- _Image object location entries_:

BEGIN

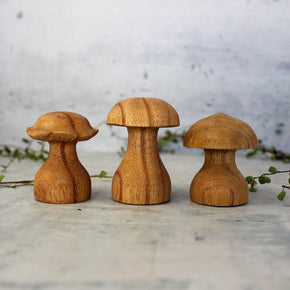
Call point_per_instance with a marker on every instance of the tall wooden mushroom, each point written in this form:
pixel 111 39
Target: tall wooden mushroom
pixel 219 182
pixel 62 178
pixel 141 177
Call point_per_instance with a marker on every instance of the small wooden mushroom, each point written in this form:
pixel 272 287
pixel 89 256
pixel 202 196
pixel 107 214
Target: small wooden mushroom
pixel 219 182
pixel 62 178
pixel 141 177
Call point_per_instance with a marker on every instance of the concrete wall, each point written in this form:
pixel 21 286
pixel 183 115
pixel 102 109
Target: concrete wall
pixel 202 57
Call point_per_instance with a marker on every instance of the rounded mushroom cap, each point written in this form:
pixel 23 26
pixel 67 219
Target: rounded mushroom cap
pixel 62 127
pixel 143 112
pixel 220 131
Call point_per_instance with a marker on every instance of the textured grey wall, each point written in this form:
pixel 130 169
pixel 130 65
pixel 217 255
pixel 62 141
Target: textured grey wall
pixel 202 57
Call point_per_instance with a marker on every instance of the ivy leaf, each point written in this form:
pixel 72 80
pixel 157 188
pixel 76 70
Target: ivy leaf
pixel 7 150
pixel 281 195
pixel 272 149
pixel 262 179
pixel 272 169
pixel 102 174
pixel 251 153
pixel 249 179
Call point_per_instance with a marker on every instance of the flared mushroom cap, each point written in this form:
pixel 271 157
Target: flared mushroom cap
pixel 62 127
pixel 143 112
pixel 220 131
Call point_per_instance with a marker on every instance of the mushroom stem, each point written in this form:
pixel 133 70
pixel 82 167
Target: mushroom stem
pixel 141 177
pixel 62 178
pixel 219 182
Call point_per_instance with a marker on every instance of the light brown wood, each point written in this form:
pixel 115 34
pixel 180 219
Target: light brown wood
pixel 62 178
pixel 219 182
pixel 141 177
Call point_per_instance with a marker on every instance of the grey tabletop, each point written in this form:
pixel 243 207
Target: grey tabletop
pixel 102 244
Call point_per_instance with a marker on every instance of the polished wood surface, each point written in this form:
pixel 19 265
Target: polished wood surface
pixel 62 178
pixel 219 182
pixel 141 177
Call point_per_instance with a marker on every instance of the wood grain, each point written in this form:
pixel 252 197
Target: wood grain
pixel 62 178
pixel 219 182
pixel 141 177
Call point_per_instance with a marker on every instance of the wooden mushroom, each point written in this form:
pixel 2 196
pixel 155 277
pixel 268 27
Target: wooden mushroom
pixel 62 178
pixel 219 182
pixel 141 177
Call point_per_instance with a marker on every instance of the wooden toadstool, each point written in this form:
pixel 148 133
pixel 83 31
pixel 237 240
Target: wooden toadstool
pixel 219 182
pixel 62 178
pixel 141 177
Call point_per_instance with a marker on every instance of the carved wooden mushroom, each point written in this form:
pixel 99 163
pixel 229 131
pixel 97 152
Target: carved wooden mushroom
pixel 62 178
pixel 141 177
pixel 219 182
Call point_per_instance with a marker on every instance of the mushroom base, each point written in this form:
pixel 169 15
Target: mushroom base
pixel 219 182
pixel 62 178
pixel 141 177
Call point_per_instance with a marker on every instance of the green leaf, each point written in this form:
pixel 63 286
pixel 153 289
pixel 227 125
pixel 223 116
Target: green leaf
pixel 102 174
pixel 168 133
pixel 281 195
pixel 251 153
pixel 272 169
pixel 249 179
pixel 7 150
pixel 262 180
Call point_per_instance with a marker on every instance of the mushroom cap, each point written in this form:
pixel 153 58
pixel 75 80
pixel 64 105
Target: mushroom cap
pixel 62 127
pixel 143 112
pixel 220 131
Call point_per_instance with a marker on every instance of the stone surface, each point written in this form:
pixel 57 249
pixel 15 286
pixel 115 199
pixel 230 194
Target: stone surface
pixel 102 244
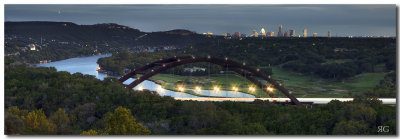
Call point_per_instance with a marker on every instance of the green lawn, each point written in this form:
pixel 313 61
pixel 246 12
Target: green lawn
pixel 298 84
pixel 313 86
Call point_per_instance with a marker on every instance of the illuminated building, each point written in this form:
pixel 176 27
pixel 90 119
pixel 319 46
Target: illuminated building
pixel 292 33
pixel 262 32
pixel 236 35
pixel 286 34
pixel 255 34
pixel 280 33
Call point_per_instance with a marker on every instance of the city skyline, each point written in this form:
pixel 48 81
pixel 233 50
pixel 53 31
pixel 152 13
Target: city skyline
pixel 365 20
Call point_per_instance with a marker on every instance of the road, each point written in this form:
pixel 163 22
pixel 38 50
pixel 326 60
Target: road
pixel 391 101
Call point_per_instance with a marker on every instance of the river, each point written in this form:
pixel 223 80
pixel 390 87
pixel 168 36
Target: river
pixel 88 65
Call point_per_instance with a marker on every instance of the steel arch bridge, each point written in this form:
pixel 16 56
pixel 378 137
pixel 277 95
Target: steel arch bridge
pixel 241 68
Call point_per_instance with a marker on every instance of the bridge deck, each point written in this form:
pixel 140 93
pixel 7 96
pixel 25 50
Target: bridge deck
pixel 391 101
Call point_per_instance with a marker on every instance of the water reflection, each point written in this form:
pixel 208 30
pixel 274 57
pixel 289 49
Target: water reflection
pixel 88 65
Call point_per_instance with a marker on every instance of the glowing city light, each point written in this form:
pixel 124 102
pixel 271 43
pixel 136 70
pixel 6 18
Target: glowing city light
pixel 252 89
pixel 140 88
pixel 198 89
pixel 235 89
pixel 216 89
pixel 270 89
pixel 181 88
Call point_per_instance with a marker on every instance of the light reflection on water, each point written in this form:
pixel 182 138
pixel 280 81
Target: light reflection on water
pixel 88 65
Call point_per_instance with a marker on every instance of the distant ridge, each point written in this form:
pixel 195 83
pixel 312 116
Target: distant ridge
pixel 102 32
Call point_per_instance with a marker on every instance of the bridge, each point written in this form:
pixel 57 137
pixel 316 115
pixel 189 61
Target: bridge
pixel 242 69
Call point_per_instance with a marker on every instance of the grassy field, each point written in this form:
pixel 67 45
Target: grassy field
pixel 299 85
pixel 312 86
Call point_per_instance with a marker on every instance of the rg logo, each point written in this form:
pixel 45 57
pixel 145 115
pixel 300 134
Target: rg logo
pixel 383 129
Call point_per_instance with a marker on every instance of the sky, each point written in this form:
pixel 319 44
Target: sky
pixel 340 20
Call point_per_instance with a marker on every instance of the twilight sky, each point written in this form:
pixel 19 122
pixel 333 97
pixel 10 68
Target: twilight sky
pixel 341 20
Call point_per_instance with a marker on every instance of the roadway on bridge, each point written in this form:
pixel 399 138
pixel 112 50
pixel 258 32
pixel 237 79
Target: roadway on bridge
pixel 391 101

END

- _Task description_: Quote the data exactly, leaving every image out of the copy.

- _Answer for this exercise_:
Call point_per_instance with a marker on every instance of the tall wooden mushroom, each point written in this form:
pixel 111 39
Target: tall wooden mushroom
pixel 219 182
pixel 62 178
pixel 141 177
Call point_per_instance with a marker on every instance of the small wooden mushroom, each point written in this form:
pixel 272 287
pixel 89 256
pixel 202 196
pixel 107 214
Target: small wooden mushroom
pixel 219 182
pixel 62 178
pixel 141 177
Call point_per_instance with a marker on every instance of the concrete wall, each point written in this form:
pixel 21 286
pixel 183 115
pixel 102 109
Target: concrete wall
pixel 202 57
Call point_per_instance with a marker on every instance of the rounded mushroom cap, each point written in this form:
pixel 23 26
pixel 67 219
Target: rounded mushroom cap
pixel 62 127
pixel 143 112
pixel 220 131
Call point_per_instance with a marker on every instance of the textured grey wall, each point written in this form:
pixel 130 169
pixel 130 65
pixel 217 255
pixel 62 141
Target: textured grey wall
pixel 202 57
Call point_per_instance with a marker on every instance of the ivy leaf, each point written in this form:
pixel 72 80
pixel 157 188
pixel 76 70
Target: ivy leaf
pixel 7 150
pixel 281 195
pixel 272 149
pixel 262 179
pixel 272 169
pixel 102 174
pixel 251 153
pixel 249 179
Call point_per_instance with a marker on every instance of the flared mushroom cap, each point written in this form:
pixel 271 157
Target: flared mushroom cap
pixel 62 127
pixel 143 112
pixel 220 131
Call point_per_instance with a marker on every instance of the mushroom stem, each point written in this form:
pixel 133 70
pixel 82 167
Target: mushroom stem
pixel 141 177
pixel 62 178
pixel 219 182
Call point_per_instance with a marker on every instance of the light brown wood, each point written in this form:
pixel 115 34
pixel 180 219
Target: light brown wood
pixel 62 178
pixel 219 182
pixel 141 177
Call point_per_instance with a marker on every instance of the grey tabletop, each point written in this form:
pixel 243 207
Target: grey tabletop
pixel 102 244
Call point_per_instance with a marker on every instance of the polished wood surface, each point written in this form:
pixel 19 265
Target: polished wood surface
pixel 62 178
pixel 219 182
pixel 141 177
Call point_per_instance with a marker on every instance of the wood grain, each point written in this form:
pixel 252 197
Target: wood grain
pixel 62 178
pixel 219 182
pixel 141 177
Call point_per_instance with a marker on every instance of the wooden mushroom, each point written in this form:
pixel 2 196
pixel 155 277
pixel 268 27
Target: wooden mushroom
pixel 62 178
pixel 219 182
pixel 141 177
Call point_per_instance with a marker on every instance of the wooden toadstool, each point written in this form:
pixel 148 133
pixel 83 31
pixel 237 240
Target: wooden toadstool
pixel 219 182
pixel 62 178
pixel 141 177
Call point_per_instance with a marker on every instance of the carved wooden mushroom, each point written in this form:
pixel 99 163
pixel 229 131
pixel 97 152
Target: carved wooden mushroom
pixel 62 178
pixel 141 177
pixel 219 182
Call point_per_instance with a marker on every instance of the mushroom base, each point written in this form:
pixel 169 15
Target: mushroom base
pixel 219 182
pixel 62 178
pixel 141 177
Call point_per_instance with a marker on every instance of the green leaf, each point written in this form:
pixel 63 286
pixel 153 289
pixel 227 125
pixel 223 116
Target: green leaf
pixel 102 174
pixel 168 133
pixel 281 195
pixel 251 153
pixel 272 169
pixel 249 179
pixel 7 150
pixel 262 180
Call point_per_instance with a marker on every instance of the mushroom cap, each point written in this form:
pixel 153 58
pixel 75 80
pixel 64 105
Target: mushroom cap
pixel 62 127
pixel 143 112
pixel 220 131
Call point_per_instance with a marker on every instance of the stone surface, each point written in this form:
pixel 57 249
pixel 15 286
pixel 115 199
pixel 230 194
Target: stone surface
pixel 102 244
Call point_per_instance with a marker on every instance of the green lawn, each point written in this form:
pixel 313 61
pixel 246 12
Target: green lawn
pixel 298 84
pixel 313 86
Call point_per_instance with a marker on every instance of the illuminated building, each point written in this form:
pixel 176 27
pixel 90 119
pixel 319 46
Target: illuminated building
pixel 292 33
pixel 262 32
pixel 236 35
pixel 286 34
pixel 255 34
pixel 280 33
Call point_per_instance with a marker on every instance of the city skyline, each point written in this form:
pixel 48 81
pixel 233 50
pixel 53 31
pixel 152 13
Target: city skyline
pixel 365 20
Call point_per_instance with a marker on every instance of the road, each point written in this form:
pixel 163 22
pixel 38 50
pixel 326 60
Target: road
pixel 391 101
Call point_per_instance with a marker on every instance of the river, each point written in this form:
pixel 223 80
pixel 390 87
pixel 168 36
Target: river
pixel 88 65
Call point_per_instance with a marker on every instance of the steel arch bridge, each point written in this form:
pixel 16 56
pixel 378 137
pixel 277 95
Target: steel arch bridge
pixel 241 68
Call point_per_instance with a marker on every instance of the bridge deck, each point written in this form:
pixel 140 93
pixel 7 96
pixel 25 50
Target: bridge deck
pixel 391 101
Call point_per_instance with a marker on every instance of the water reflection, each point written in this form:
pixel 208 30
pixel 274 57
pixel 289 49
Target: water reflection
pixel 88 65
Call point_per_instance with a marker on every instance of the glowing city light, each point written in this form:
pixel 124 102
pixel 271 43
pixel 136 70
pixel 6 18
Target: glowing city light
pixel 252 89
pixel 140 88
pixel 198 89
pixel 235 89
pixel 216 89
pixel 270 89
pixel 181 88
Call point_per_instance with a marker on every instance of the light reflection on water, each point written in this form:
pixel 182 138
pixel 280 81
Target: light reflection on water
pixel 88 65
Call point_per_instance with a marker on every instance of the distant ridge, each point written in this form:
pixel 195 83
pixel 312 116
Target: distant ridge
pixel 102 32
Call point_per_instance with a marker on every instance of the bridge, each point written in this form:
pixel 57 137
pixel 316 115
pixel 189 61
Target: bridge
pixel 242 69
Call point_per_instance with a marker on every instance of the grassy field, each point written in this form:
pixel 67 45
Target: grassy field
pixel 299 85
pixel 312 86
Call point_per_instance with a marker on every instance of the rg logo, each point written in this form:
pixel 45 57
pixel 145 115
pixel 300 134
Target: rg logo
pixel 383 129
Call point_per_instance with a marker on every instance of the sky, each point written in this form:
pixel 319 44
Target: sky
pixel 340 20
Call point_per_instance with a marker on every instance of the twilight sky, each point written in this form:
pixel 19 122
pixel 333 97
pixel 10 68
Target: twilight sky
pixel 341 20
Call point_per_instance with a marker on every instance of the roadway on bridge, each point written in this form:
pixel 399 138
pixel 112 50
pixel 258 32
pixel 237 79
Target: roadway on bridge
pixel 391 101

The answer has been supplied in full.